____ EXERCISE DATA
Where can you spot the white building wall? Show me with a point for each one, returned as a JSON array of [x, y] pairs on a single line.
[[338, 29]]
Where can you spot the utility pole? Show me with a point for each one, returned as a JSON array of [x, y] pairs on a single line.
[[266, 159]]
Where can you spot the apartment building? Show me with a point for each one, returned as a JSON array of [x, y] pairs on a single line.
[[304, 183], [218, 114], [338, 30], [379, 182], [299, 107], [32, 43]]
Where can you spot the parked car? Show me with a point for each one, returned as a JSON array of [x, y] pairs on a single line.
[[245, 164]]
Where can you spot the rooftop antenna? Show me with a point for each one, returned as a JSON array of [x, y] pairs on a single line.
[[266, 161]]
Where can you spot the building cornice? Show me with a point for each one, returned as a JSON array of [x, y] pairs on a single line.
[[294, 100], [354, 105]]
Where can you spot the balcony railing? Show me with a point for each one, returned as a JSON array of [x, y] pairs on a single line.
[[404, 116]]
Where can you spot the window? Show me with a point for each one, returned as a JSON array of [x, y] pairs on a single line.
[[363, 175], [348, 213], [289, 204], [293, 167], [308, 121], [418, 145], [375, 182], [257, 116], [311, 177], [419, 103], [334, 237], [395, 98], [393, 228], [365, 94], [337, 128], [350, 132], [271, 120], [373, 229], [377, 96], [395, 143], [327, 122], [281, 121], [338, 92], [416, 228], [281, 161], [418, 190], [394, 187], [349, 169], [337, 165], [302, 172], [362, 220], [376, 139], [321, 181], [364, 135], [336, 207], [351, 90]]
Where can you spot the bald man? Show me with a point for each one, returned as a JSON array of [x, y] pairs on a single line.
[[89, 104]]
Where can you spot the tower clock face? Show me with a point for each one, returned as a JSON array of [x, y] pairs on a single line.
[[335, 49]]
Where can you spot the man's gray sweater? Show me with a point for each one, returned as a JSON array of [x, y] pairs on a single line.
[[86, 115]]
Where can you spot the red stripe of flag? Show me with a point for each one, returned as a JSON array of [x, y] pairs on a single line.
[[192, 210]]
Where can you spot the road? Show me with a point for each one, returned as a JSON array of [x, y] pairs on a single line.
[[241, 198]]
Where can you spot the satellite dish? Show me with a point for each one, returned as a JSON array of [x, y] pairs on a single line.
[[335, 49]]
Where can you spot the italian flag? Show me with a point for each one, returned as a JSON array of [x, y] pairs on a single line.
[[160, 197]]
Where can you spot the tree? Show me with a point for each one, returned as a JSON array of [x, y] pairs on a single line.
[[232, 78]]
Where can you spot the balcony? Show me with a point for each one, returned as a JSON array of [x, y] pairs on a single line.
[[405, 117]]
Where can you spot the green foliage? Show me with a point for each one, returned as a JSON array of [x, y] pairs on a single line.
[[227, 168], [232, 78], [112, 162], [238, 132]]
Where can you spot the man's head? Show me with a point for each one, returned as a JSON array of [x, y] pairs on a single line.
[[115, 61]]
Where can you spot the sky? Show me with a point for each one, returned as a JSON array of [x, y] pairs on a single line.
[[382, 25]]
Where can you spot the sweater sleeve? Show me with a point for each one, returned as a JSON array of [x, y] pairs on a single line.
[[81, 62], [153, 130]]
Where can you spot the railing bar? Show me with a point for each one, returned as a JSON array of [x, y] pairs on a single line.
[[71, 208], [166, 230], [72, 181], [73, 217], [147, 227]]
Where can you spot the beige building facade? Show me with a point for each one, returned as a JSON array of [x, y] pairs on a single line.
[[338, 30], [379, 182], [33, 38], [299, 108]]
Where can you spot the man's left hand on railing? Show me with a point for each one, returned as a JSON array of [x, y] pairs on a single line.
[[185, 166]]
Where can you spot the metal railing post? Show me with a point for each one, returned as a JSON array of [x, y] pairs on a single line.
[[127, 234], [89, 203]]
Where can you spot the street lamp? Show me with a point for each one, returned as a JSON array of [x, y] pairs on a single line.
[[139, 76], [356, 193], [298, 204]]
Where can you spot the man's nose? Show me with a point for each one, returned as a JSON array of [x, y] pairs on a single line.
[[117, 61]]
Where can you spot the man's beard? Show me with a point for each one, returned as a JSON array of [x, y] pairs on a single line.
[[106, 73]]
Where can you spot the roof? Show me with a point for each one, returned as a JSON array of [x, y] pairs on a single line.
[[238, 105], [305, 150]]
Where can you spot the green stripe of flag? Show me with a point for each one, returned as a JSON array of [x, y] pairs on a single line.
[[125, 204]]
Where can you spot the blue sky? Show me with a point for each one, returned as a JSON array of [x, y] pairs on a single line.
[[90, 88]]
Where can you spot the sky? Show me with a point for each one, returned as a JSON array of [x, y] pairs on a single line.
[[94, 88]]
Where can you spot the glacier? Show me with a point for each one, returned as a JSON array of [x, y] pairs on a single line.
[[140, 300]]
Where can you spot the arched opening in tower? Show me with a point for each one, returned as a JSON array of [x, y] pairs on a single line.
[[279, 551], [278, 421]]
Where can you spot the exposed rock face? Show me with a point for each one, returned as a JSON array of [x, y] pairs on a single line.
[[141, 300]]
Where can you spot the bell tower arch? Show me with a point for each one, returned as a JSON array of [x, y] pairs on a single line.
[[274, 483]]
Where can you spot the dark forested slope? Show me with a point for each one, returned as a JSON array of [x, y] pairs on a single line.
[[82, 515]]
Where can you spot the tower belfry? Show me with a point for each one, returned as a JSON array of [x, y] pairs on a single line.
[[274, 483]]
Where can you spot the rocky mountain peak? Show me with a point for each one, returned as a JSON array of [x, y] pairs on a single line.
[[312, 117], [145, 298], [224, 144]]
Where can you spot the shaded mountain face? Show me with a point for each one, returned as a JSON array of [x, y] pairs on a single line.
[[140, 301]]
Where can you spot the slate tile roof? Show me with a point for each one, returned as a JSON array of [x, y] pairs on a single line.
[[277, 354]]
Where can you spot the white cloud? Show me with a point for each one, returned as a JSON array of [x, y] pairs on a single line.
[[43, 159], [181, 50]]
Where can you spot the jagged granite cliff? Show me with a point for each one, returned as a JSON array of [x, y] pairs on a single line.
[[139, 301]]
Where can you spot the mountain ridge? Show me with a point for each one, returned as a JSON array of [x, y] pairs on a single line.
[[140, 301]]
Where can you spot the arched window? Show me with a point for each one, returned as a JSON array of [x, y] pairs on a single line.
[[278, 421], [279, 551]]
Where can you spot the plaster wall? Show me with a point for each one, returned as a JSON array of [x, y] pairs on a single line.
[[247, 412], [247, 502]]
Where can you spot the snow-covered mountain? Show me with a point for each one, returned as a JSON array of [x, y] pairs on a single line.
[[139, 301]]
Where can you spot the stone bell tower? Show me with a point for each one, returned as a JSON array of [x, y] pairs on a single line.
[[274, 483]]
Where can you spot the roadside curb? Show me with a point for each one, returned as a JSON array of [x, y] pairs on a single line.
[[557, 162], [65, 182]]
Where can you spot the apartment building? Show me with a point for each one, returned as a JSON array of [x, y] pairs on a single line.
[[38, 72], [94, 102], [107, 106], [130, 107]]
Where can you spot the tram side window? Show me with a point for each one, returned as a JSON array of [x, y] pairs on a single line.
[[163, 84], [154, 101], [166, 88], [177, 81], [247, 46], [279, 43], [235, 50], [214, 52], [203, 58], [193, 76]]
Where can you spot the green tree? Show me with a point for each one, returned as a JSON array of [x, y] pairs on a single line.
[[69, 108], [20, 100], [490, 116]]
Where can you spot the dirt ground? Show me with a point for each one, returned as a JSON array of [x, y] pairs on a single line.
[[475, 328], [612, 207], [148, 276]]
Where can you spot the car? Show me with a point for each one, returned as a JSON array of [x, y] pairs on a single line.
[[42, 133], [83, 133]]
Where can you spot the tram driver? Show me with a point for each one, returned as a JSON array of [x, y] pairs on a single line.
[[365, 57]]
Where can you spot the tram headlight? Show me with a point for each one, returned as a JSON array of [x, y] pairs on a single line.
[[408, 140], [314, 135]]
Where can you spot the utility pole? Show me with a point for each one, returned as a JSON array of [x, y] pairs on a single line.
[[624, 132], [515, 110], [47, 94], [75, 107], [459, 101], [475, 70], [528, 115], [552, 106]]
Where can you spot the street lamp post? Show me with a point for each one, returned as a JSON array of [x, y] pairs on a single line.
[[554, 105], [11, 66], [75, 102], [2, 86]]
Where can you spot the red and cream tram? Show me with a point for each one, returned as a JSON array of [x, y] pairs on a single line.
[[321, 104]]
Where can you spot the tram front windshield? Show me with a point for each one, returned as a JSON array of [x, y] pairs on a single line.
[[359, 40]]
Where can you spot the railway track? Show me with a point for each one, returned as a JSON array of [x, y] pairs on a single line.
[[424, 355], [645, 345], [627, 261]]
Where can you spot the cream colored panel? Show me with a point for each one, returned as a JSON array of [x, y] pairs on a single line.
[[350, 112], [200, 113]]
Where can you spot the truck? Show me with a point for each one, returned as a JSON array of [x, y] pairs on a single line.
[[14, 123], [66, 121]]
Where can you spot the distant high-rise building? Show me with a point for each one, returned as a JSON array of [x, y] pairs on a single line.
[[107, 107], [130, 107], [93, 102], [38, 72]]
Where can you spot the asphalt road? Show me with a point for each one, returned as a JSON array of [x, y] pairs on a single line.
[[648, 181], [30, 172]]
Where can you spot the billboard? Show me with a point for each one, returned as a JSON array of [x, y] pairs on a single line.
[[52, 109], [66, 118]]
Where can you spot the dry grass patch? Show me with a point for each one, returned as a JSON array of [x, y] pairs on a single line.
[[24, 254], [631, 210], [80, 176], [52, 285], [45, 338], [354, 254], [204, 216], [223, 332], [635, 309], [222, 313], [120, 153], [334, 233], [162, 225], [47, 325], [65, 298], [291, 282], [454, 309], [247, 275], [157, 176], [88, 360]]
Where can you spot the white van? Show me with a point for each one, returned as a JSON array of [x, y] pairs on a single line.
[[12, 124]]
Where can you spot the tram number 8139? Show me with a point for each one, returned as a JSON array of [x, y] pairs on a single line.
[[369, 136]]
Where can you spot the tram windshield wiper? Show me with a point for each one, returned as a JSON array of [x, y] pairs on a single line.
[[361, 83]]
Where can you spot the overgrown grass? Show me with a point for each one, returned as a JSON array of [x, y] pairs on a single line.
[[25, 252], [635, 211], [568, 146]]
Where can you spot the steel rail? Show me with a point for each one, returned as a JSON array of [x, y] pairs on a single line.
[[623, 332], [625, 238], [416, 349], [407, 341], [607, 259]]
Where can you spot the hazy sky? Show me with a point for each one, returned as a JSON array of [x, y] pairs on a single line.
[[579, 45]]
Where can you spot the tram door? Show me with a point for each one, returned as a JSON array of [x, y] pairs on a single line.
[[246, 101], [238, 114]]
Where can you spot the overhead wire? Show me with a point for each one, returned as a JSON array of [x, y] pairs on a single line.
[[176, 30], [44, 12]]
________
____ EXERCISE DATA
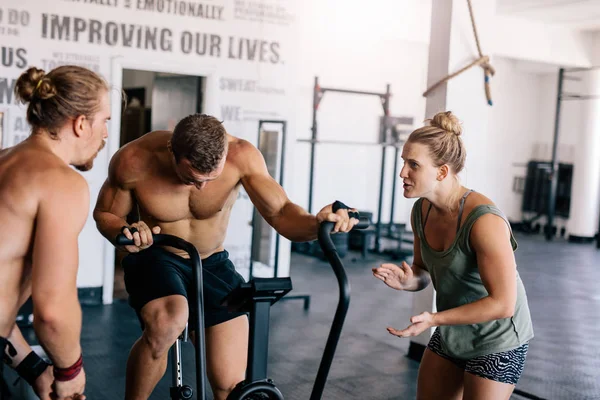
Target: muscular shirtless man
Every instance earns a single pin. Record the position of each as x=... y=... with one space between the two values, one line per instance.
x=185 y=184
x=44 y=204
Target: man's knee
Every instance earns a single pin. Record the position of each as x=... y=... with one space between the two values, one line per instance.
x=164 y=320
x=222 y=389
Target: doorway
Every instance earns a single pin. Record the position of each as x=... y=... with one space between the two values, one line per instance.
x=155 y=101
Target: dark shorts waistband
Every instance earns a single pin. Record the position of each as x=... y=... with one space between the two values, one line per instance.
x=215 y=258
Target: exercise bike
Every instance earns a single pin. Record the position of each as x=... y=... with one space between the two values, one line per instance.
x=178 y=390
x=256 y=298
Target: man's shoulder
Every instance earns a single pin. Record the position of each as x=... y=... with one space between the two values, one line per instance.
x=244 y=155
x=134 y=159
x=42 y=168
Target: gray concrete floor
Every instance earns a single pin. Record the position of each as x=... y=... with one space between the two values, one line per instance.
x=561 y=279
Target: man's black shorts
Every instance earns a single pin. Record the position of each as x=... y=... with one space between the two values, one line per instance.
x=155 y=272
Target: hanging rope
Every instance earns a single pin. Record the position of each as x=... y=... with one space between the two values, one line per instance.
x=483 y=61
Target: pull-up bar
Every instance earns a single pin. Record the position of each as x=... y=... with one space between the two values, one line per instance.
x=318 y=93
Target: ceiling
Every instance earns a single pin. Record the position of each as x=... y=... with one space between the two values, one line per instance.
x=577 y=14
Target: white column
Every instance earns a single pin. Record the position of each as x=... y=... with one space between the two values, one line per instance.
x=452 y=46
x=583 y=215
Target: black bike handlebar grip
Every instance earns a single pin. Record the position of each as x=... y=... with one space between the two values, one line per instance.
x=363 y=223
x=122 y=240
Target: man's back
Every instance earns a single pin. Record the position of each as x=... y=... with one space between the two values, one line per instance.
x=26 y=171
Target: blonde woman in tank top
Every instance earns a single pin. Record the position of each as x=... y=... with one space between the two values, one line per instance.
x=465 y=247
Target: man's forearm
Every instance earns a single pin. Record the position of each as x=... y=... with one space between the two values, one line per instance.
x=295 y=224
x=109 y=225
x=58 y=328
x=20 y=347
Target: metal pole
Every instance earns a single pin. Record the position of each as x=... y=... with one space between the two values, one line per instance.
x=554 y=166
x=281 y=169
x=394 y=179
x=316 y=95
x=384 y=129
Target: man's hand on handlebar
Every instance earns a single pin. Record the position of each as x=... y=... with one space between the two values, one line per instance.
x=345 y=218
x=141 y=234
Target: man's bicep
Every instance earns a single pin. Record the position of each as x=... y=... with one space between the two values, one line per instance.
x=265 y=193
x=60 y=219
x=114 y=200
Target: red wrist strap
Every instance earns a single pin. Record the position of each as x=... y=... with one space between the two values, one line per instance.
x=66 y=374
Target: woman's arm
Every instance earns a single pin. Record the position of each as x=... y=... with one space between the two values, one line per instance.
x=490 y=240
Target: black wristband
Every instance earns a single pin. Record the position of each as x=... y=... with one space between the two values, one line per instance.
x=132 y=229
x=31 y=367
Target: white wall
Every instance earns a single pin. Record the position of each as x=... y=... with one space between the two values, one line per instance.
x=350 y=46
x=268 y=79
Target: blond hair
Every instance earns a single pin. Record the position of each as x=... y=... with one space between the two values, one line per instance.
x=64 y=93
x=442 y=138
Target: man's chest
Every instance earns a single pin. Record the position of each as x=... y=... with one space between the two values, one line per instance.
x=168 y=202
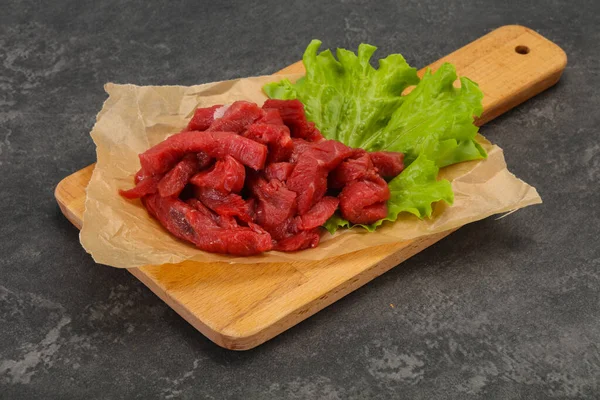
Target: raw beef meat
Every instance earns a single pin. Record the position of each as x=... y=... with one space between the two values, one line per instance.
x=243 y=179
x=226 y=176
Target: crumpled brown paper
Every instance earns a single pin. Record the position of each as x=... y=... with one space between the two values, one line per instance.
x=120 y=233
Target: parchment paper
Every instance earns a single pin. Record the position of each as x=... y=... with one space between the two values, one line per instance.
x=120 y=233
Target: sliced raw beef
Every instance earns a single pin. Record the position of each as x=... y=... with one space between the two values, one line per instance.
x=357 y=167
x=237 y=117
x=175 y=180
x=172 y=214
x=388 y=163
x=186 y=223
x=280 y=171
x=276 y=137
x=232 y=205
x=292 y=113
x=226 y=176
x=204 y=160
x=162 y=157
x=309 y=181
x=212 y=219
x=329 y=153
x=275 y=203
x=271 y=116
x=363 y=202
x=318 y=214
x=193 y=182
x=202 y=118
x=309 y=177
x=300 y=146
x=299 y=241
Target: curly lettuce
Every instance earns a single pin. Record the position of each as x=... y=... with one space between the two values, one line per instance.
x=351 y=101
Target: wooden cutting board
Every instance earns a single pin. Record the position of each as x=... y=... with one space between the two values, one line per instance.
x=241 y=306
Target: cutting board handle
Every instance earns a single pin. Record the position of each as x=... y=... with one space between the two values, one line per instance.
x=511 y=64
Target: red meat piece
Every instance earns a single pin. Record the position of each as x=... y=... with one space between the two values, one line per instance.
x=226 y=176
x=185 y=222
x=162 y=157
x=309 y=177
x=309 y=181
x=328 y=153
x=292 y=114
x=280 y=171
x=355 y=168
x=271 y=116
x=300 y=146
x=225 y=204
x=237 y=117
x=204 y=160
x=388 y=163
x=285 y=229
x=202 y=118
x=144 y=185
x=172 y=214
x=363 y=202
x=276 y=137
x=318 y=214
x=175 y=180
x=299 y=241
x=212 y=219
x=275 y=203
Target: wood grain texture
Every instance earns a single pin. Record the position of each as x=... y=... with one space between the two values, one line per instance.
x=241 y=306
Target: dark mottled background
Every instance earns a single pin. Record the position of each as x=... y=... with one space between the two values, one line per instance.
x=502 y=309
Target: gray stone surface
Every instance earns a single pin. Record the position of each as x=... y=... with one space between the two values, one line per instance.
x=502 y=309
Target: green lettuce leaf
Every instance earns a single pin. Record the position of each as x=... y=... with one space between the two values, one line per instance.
________
____ EXERCISE DATA
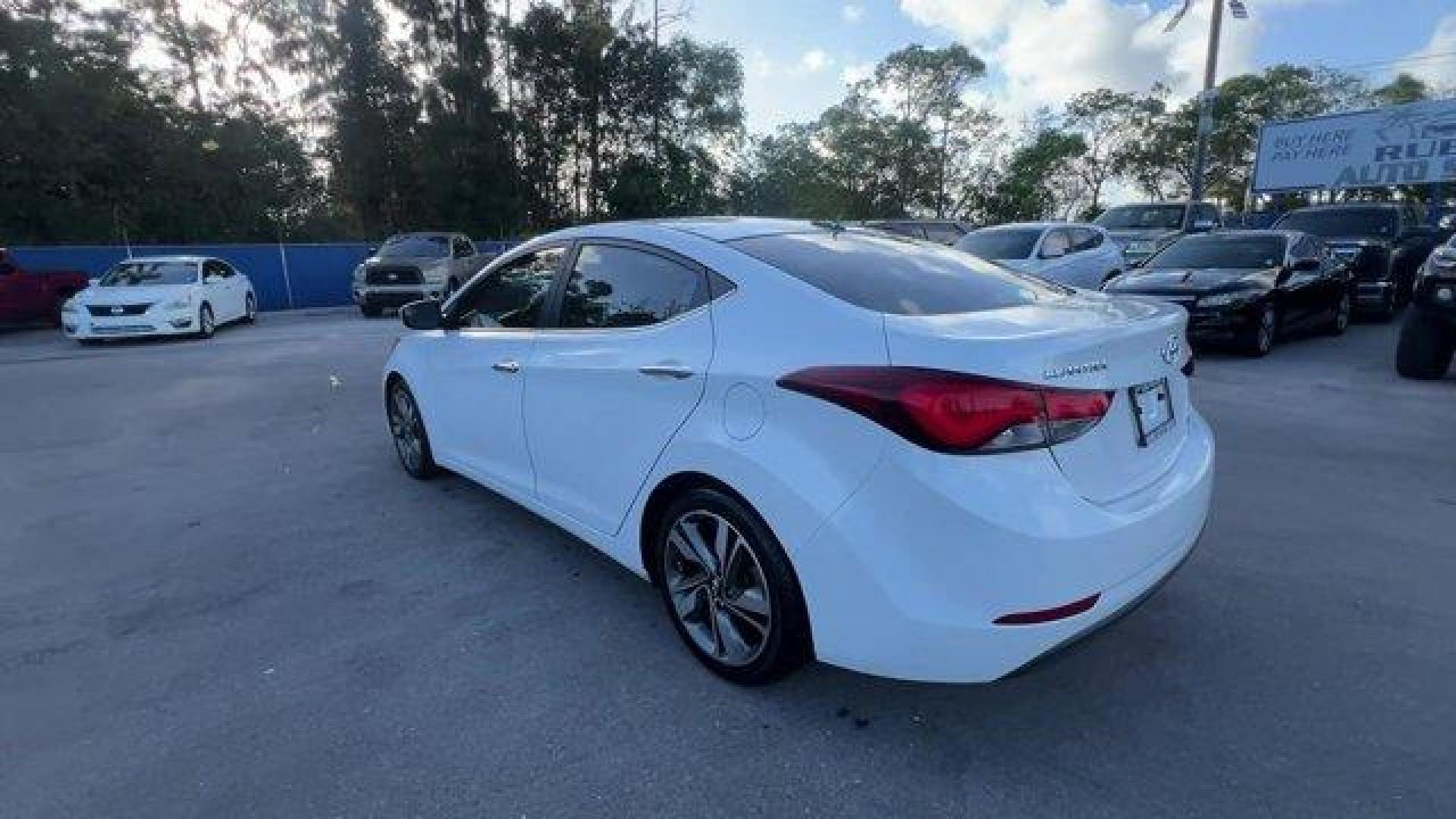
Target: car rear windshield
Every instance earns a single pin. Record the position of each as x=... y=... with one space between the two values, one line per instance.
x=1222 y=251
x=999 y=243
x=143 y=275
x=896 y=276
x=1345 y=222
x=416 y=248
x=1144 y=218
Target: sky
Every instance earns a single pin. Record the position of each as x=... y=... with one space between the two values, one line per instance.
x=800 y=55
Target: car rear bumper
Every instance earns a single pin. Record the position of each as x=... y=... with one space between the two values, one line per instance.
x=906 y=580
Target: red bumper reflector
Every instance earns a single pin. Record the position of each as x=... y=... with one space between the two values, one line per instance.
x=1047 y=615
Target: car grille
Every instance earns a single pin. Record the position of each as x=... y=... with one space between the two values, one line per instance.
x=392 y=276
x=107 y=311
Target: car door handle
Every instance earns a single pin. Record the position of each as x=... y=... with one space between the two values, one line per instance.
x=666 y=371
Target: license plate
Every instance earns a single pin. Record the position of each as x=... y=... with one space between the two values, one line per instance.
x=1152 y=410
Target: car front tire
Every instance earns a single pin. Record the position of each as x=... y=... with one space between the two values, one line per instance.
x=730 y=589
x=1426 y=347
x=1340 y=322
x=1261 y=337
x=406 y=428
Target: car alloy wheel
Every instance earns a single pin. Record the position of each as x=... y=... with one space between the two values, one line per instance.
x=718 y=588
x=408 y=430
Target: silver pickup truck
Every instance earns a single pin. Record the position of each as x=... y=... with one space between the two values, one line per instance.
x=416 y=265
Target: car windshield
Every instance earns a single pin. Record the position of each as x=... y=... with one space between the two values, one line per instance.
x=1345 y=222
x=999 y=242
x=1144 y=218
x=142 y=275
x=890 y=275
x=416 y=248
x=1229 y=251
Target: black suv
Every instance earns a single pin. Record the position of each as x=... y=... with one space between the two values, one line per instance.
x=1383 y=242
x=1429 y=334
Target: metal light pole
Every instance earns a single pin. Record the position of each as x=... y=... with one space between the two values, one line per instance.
________
PROBLEM TO SOLVE
Only lines containing the word "black" should appear in the answer, and every such line from the records above must be there.

SOLVED PROBLEM
Target: man's black shorts
Target: black bike handlebar grip
Target: black wristband
Target: black suv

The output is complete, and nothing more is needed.